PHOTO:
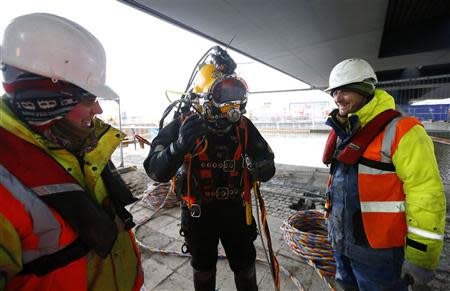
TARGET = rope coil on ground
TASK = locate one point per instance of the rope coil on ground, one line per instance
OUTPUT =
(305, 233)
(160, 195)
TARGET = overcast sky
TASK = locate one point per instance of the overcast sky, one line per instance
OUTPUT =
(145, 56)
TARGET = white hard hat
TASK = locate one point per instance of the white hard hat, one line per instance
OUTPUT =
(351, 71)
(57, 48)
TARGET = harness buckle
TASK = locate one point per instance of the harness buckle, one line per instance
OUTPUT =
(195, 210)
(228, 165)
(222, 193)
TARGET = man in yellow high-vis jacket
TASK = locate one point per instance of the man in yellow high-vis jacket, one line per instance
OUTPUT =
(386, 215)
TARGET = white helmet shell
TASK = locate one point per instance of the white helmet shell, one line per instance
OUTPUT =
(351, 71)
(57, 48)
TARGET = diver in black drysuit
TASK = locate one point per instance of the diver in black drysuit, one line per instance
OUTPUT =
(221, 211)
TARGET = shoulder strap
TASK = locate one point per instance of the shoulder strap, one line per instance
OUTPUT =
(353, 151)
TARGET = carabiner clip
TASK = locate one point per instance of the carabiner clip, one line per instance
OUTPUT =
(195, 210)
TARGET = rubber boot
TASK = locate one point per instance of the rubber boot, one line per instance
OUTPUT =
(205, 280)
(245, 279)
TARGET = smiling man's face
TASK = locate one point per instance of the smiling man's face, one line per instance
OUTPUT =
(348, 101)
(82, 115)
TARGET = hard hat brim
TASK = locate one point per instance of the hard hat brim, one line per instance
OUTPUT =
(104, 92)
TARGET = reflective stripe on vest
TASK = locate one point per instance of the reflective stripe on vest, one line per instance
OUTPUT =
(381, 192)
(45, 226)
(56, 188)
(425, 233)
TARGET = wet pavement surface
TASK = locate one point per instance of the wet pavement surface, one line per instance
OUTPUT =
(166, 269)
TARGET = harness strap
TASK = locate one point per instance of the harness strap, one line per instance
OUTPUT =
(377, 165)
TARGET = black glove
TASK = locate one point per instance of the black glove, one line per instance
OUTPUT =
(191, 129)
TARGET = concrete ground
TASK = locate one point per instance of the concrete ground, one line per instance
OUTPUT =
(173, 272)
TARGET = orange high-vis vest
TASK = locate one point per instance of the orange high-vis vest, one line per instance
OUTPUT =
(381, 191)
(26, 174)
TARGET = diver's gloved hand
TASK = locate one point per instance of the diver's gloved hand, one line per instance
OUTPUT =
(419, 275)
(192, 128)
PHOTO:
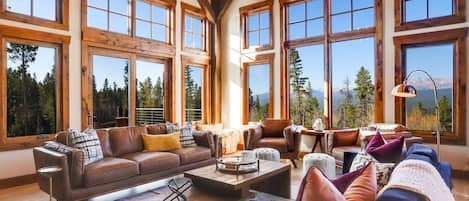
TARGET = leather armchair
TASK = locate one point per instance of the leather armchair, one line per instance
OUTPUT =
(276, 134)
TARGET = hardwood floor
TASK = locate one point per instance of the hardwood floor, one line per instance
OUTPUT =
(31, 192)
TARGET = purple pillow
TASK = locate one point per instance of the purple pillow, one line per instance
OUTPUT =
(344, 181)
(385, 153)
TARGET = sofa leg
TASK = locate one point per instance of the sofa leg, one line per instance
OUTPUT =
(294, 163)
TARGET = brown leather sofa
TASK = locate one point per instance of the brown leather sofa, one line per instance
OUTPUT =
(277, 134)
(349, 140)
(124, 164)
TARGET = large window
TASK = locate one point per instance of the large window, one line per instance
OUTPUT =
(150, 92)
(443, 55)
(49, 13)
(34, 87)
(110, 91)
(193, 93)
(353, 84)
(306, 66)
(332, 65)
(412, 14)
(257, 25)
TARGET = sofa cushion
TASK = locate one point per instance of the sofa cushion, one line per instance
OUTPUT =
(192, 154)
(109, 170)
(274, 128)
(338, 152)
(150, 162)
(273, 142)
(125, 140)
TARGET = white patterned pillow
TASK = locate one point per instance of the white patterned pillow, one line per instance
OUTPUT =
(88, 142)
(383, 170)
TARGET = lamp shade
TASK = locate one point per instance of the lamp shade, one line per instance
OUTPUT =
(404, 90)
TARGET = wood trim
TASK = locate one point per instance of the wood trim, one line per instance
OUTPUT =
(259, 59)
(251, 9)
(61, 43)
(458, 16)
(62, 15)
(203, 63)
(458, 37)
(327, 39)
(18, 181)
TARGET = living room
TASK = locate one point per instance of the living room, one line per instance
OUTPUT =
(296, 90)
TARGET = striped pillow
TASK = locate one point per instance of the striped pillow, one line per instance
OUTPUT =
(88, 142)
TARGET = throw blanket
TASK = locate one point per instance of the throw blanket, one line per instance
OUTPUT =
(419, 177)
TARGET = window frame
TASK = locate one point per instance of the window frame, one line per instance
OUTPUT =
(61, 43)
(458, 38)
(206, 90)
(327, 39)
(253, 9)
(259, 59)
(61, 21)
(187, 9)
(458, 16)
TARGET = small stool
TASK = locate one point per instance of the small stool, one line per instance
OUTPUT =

GIVEN TASK: Return all the entries word for word, but omit any pictures they contain.

RESPONSE:
PHOTO:
TARGET = rope coil on ground
TASK = locate one point per instance of the rope coil on ground, one line per instance
OUTPUT =
(305, 233)
(160, 195)
TARGET = overcast sky
TASK = locate one point per instance of the overcast sky, one line per instance
OUTPUT =
(145, 56)
TARGET = white hard hat
TASK = locate one point per instance of the white hard hat, one line per instance
OUTPUT =
(351, 71)
(57, 48)
TARGET = harness buckle
TASK = locate one point per instance of the harness buckle, one line per instance
OUTPUT =
(195, 210)
(228, 165)
(222, 193)
TARGET = man in yellow high-vis jacket
TASK = locate one point per instance of the man in yellow high-vis jacket, one line per instance
OUTPUT =
(386, 215)
TARGET = white helmet shell
TASK = locate one point per instance of the white helmet shell, one line per instance
OUTPUT =
(351, 71)
(57, 48)
TARGET = diver in black drysuit
TASK = locate one point per instance of the diver in black drysuit, one line per instance
OUTPUT =
(221, 211)
TARGET = shoulder strap
TASK = locate one point per instance of the shoulder strap, one line per instance
OUTPUT =
(353, 151)
TARGET = carabiner clip
TASK = locate one point per instance of the carabiner clip, one line per instance
OUTPUT =
(195, 210)
TARGET = rubber boot
TASK = locate one point per instance of the rubber boot, one line per instance
OUTPUT =
(205, 280)
(245, 279)
TARGET = smiling man's face
TASK = locate one point per instance of the smiling man's face, one line per instance
OUTPUT =
(348, 101)
(82, 115)
TARGET = hard hat brim
TASK = locate one point per instance of the hard hat brim, one line per instance
OUTPUT =
(104, 92)
TARGET = reflective stripe on vest
TASK = locate one point per instance of the reflective stripe on vest, one line per instance
OUTPUT =
(381, 192)
(45, 226)
(56, 188)
(425, 233)
TARGET = wet pavement surface
TASK = locate one point per instance of the wet pavement surface, one line per instance
OUTPUT =
(166, 269)
TARGET = harness strap
TASK = locate one point per instance of the harness strap, one line per instance
OUTPUT =
(377, 165)
TARGET = black glove
TASK = locate one point per instance of the black glove, one line per instance
OUTPUT =
(191, 129)
TARGET = concrete ground
TASK = locate one point per instance of the concrete ground, one line per instance
OUTPUT =
(173, 272)
TARGET = orange high-vis vest
TASK = locate one point per instance of the orange high-vis vest, one line per instance
OUTPUT =
(381, 191)
(26, 174)
TARGET = diver's gloved hand
TASK = locate one point per instance of the diver's gloved hand, one line per instance
OUTPUT =
(419, 275)
(192, 128)
PHOTO:
TARGET = leather armchair
TASK = locate one point per instance of the leather armchair, one line per instance
OUTPUT =
(276, 134)
TARGET = hardwood floor
TASK = locate one point per instance of the hardwood floor, one line per instance
OUTPUT =
(31, 192)
TARGET = purple pillow
TASK = locate one point per instance of the purple pillow, one line per instance
OUTPUT =
(344, 181)
(385, 153)
TARGET = sofa leg
TASK = locate one point per instance of the sofa leg, one line per instance
OUTPUT =
(294, 163)
TARGET = brown leather sofa
TASK = locate one point per instance of the brown leather sofa, one line per instance
OUTPUT =
(277, 134)
(349, 140)
(124, 164)
TARGET = large window
TASK = locate one point per instance of the large window, one line per instance
OUTPUT =
(150, 92)
(443, 55)
(49, 13)
(34, 87)
(110, 91)
(193, 93)
(353, 84)
(306, 66)
(332, 65)
(412, 14)
(257, 25)
TARGET = sofa cushion
TASK = locate one point per instance of the sofa cushion, one line per instance
OUTPUT =
(192, 154)
(109, 170)
(274, 128)
(338, 152)
(150, 162)
(273, 142)
(125, 140)
TARGET = white patterned pillow
TASK = locate one point per instance of the white patterned pillow, one line per instance
OUTPUT =
(88, 142)
(383, 170)
TARGET = lamp shade
TASK = locate one point per instance of the lamp shade, one line per instance
OUTPUT =
(404, 90)
TARGET = wood trim
TASK = locate one point per instance of the wood trim, one line per instance
OUTPUT =
(259, 59)
(251, 9)
(61, 43)
(458, 16)
(62, 15)
(203, 63)
(458, 37)
(327, 39)
(18, 181)
TARGET = living room
TASK = locate one point per instance of the living room, one line per instance
OUTPUT =
(296, 90)
TARGET = striped pillow
TASK = locate one point per instance of the striped pillow, one line per instance
OUTPUT =
(88, 142)
TARGET = throw blanket
TASK = locate one point per instance of the throw blanket, one line per instance
OUTPUT =
(419, 177)
TARGET = window frame
TASK = locate one point per instance of the window frame, one line per instance
OUTPUT =
(61, 43)
(458, 38)
(206, 90)
(327, 39)
(253, 9)
(259, 59)
(61, 21)
(187, 9)
(458, 16)
TARGET = small stool
TASK = locate one point per instance of the small stool, one line per instance
OUTPUT =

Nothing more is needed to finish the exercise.